§ Task instructions
Filter the records below down to the lines containing the string "slope" and copy each of those lines. Treat uppercase and lowercase as different.

--- begin Dataset extract ---

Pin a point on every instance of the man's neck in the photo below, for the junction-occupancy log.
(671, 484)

--- end Dataset extract ---
--- begin Dataset extract ---

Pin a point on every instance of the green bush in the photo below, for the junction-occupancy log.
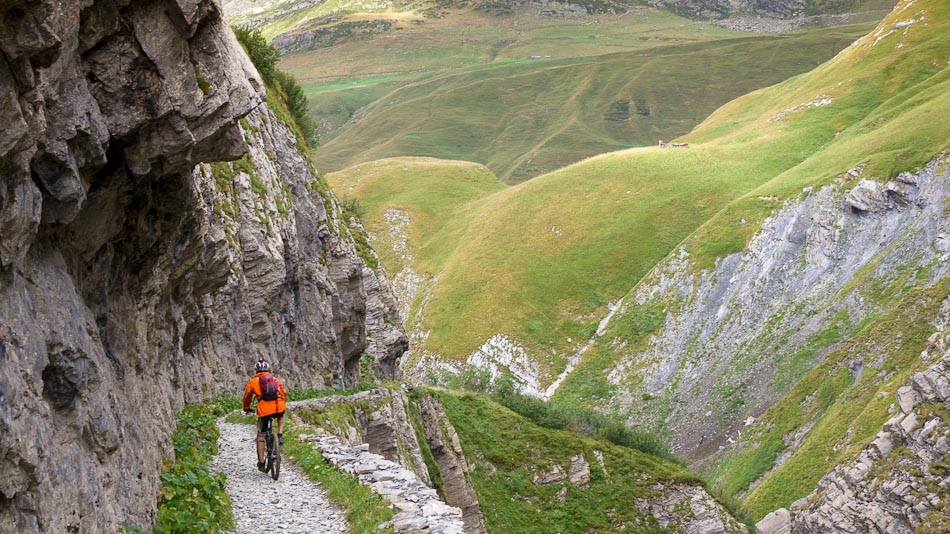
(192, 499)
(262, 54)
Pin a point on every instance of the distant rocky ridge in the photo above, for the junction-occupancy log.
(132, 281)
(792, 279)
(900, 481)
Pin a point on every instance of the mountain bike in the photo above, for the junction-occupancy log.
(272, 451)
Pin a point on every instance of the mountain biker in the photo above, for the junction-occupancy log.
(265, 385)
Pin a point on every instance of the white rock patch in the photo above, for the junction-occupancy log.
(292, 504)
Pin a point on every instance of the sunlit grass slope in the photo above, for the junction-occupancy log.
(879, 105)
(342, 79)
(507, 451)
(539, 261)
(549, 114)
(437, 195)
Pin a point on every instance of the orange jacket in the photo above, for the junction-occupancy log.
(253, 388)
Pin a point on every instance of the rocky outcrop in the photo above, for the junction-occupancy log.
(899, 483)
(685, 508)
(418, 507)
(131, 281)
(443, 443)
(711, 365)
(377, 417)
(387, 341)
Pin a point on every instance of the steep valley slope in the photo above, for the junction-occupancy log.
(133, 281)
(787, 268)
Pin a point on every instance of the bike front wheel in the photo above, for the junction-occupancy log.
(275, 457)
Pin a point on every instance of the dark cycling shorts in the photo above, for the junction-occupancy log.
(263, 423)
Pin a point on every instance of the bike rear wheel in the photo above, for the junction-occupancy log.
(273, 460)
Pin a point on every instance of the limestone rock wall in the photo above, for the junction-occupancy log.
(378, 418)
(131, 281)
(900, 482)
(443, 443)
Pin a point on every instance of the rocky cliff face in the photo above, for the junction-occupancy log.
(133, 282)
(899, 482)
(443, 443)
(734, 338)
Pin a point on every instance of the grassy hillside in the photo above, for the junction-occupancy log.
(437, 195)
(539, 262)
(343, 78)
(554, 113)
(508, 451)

--- end Dataset extract ---

§ Worked solution
Pin a point on every instance of the sunlit grass slope in the photo above, for the junction-occupancy log.
Pin a point on every instance of the steep valley slope in the photo above, for the junction-occupancy log.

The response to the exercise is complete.